WHAT IS REQUIRED
The entries below are to be transcribed in full, without their images.

Start of ITEMS

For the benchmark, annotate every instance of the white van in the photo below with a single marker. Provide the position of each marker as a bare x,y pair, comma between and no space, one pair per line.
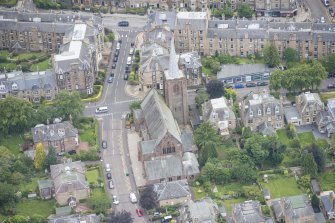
101,110
128,60
132,197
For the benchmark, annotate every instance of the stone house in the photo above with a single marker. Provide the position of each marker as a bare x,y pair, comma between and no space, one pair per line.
164,153
31,86
218,112
308,106
70,182
257,109
60,135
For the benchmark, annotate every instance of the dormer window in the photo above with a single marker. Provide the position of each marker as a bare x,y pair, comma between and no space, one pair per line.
251,113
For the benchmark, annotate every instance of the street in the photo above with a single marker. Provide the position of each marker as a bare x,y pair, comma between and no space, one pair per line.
112,128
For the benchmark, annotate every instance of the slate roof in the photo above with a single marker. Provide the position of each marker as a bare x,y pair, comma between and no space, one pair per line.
91,218
158,117
172,190
53,132
17,80
66,174
248,212
163,167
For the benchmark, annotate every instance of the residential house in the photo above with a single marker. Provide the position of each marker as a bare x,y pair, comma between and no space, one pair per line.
308,106
257,109
218,112
161,150
172,193
70,182
60,135
328,203
81,218
32,86
45,188
293,209
204,210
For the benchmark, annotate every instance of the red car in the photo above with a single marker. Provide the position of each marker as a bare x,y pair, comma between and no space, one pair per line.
139,212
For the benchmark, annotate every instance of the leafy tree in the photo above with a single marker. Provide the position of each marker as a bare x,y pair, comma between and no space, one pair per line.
201,98
148,198
319,156
121,217
244,10
69,104
51,158
290,54
39,156
16,115
215,89
271,55
308,165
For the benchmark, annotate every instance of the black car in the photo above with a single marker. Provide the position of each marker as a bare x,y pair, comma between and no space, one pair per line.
250,85
262,83
104,144
72,152
123,23
125,77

End of ITEMS

SOLVED EXERCISE
For the benchmark, annotate every instance of the white van in the photo below with a single marker. Provide the position of each marker as a bare x,y pair, comma between and no space, one pair per line.
101,110
128,60
132,197
For the benchmark, annotate every instance of the stone house in the photo above with a single marker. Provide the position of each marker as a bare x,y pair, comma between and no space, one pair per line.
164,153
31,86
218,112
308,106
70,182
257,109
60,135
For the benchmark, annotate every instance of the dormer window in the photo above with a single marker. Provide the position of each marker as a bare x,y pair, comma between and no space, one pair per line.
251,113
For the benchmark, annotate every instance of the street in the photo above with a single marker. Provide the position of each marker as a bare x,y pair, comma between and no space, one pair per line.
112,128
For the benchmark, annotate every instance of the slate roof in the photo above with a single marker. Provide the position of each marker as a bare x,y pair, comma between and no space, one pair per line.
91,218
158,117
172,190
53,132
17,80
66,174
248,212
163,167
For the benchmark, annotate every instance of the residential house in the photo above with a single marker. Provide the position of each marker as a bare x,y pair, comma between and no space, one pair per line.
308,106
257,109
218,112
161,150
172,193
70,182
60,135
328,203
81,218
32,86
45,188
293,209
204,210
For the benchmark, annotate every instance of the red car in the photo above with a single marker. Provide the position of each marker as a bare x,y pair, comma between and no space, one pair per line.
139,212
For the benchmark, annotate every instance of the leafy tree in the photo above with a single marker. Provide the position of each marker as a bare x,y pair, comma between and no space, one pair per line.
201,98
148,198
319,156
121,217
244,10
69,104
51,158
290,54
39,156
16,115
215,89
271,55
308,165
For the benchmark, annotate every instance of the black car in the photo above with a single marker. Provide the position of each marker as a bare x,y pair, comma between and no space, one pair per line.
250,85
262,83
104,144
72,152
123,23
125,77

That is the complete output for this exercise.